» Exercise description:
How many of the lines below contain the string "bridge"? Case counts; reply with the number alone.

» Task material:
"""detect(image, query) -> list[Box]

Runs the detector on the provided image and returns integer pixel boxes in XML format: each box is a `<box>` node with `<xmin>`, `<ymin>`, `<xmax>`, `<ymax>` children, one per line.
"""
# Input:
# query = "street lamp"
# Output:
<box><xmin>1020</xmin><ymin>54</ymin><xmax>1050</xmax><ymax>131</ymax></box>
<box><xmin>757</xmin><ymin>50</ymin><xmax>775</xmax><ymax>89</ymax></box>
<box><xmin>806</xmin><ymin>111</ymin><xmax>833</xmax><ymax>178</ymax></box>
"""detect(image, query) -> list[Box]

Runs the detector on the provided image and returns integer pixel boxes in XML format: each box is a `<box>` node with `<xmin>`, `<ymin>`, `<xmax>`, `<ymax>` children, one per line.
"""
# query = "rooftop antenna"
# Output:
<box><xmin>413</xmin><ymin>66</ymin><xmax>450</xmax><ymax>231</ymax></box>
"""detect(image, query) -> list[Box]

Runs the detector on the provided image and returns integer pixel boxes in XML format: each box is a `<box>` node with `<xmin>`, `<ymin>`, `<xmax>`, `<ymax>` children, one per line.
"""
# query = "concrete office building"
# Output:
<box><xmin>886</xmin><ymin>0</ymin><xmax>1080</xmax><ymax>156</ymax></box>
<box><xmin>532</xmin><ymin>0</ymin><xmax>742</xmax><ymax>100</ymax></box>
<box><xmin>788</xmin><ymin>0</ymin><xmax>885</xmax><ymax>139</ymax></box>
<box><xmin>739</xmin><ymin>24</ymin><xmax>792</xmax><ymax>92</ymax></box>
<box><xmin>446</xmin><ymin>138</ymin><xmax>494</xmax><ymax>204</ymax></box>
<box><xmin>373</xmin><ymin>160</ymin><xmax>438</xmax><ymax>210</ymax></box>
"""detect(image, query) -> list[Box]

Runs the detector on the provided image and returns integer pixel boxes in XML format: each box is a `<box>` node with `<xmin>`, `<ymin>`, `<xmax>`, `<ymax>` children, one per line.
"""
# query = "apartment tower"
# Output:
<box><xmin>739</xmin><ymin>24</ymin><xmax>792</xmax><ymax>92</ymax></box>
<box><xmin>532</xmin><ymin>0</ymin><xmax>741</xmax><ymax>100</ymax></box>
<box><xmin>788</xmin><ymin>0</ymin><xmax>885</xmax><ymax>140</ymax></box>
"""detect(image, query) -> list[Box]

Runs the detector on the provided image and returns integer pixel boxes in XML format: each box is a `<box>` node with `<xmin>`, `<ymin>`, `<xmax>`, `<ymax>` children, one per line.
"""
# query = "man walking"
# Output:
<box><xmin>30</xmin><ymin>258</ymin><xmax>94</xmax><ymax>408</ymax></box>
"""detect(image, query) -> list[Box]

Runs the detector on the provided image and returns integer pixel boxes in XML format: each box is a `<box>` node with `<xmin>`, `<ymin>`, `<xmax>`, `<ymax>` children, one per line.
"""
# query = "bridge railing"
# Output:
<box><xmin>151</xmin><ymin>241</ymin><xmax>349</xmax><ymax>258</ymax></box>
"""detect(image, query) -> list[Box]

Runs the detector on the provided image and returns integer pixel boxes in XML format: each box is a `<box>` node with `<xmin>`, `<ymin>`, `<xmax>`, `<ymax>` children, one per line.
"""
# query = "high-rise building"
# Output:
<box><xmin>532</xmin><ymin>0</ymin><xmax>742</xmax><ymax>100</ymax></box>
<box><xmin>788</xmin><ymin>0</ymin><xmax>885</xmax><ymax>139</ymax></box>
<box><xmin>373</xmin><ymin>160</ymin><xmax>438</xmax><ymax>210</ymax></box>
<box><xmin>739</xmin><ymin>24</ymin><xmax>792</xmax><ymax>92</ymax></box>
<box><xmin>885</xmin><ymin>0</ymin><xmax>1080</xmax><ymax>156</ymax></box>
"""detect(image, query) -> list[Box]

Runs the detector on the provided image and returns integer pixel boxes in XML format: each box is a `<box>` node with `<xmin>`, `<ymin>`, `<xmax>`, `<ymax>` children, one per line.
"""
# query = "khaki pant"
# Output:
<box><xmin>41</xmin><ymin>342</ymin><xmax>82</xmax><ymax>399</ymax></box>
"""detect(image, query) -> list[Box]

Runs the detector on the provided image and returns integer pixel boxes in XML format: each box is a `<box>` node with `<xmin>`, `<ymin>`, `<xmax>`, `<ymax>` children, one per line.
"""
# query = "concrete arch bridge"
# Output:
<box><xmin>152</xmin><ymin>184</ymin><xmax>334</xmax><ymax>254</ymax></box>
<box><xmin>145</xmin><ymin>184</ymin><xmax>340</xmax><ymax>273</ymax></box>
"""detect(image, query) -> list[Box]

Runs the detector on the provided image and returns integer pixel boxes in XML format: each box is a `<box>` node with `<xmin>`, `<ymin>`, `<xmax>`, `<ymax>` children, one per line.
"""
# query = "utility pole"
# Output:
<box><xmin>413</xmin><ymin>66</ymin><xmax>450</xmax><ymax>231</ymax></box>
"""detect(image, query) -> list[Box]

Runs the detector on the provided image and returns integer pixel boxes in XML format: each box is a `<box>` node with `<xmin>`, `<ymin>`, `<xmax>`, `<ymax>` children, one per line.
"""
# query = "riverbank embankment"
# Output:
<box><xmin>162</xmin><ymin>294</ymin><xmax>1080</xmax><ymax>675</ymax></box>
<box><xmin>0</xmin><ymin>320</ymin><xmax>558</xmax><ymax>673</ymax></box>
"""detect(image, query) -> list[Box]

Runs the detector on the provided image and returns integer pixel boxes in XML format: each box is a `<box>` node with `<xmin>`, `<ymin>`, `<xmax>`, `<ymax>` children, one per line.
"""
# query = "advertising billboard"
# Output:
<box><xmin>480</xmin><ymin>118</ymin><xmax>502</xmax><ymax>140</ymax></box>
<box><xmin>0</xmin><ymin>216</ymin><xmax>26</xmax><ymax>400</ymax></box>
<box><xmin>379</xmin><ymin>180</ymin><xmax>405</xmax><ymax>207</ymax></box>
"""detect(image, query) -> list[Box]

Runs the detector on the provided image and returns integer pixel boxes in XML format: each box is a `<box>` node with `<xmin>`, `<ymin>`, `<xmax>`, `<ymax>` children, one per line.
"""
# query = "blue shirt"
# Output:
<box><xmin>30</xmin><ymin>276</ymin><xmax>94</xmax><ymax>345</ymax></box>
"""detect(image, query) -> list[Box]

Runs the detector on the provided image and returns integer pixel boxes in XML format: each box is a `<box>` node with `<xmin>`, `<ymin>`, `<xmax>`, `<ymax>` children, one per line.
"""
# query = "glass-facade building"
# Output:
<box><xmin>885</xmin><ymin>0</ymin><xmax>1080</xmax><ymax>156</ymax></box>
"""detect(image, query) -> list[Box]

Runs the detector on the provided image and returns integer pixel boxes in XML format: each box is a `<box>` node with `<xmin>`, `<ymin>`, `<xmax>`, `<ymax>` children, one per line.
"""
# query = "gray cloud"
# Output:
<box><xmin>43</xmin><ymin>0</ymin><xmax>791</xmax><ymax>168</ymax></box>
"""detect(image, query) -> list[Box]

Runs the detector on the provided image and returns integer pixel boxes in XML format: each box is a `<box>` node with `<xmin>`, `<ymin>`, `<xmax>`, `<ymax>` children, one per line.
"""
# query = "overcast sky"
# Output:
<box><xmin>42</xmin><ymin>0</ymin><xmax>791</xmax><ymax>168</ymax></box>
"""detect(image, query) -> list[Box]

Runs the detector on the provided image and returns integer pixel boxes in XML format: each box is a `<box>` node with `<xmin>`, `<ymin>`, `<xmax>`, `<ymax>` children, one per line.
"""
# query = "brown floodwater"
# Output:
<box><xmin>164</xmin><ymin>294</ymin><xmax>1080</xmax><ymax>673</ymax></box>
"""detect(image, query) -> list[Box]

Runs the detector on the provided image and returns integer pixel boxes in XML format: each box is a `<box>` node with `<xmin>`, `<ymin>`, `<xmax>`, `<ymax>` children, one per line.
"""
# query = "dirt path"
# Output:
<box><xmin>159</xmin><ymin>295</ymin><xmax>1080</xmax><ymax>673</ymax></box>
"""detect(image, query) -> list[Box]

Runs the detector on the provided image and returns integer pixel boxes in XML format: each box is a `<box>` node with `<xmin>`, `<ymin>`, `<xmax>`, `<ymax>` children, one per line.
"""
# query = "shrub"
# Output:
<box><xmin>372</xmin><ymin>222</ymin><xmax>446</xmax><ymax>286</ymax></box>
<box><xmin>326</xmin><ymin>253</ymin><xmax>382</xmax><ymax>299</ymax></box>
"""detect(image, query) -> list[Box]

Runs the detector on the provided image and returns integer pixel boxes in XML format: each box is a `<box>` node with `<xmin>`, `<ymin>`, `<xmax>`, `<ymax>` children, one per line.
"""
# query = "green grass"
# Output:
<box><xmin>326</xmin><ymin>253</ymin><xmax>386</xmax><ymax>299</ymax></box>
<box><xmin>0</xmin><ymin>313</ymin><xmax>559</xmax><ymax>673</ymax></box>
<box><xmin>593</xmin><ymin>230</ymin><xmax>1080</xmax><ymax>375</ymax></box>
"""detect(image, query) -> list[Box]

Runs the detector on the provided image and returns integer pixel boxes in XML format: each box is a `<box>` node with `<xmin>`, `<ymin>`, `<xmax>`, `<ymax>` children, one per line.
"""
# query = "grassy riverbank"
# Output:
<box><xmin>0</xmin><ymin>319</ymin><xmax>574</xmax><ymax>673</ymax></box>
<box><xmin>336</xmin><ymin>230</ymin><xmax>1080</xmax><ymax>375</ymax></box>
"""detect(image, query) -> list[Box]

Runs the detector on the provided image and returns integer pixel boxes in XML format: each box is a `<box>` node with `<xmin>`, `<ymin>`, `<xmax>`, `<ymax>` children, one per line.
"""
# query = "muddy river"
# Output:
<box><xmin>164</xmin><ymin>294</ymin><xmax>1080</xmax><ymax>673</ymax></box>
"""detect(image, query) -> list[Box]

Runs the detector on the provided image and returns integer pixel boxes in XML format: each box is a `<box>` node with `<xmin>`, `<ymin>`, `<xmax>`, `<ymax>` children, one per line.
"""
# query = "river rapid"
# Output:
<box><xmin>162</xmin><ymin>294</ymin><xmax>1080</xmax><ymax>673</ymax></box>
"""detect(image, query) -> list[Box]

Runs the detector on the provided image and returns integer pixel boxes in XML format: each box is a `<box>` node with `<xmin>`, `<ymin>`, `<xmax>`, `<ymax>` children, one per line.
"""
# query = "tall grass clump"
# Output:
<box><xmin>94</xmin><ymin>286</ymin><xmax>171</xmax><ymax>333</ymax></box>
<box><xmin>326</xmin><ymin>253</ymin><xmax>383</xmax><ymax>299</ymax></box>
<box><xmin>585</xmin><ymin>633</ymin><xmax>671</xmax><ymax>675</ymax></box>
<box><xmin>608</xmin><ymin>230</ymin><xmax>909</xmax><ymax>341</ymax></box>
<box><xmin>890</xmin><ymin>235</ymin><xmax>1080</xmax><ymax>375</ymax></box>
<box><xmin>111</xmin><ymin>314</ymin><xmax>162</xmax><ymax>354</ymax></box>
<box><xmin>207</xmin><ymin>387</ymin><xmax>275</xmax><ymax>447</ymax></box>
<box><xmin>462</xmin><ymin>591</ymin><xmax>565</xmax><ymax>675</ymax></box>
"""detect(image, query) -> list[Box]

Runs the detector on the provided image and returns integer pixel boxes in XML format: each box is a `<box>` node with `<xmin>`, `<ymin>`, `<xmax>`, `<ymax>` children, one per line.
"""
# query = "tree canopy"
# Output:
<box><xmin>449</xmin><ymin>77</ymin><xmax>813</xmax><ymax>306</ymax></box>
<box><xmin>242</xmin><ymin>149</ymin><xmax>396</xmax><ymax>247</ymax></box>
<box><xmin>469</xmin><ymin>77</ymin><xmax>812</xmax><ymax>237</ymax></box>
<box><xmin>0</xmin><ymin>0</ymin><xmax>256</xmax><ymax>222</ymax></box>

» Task response:
2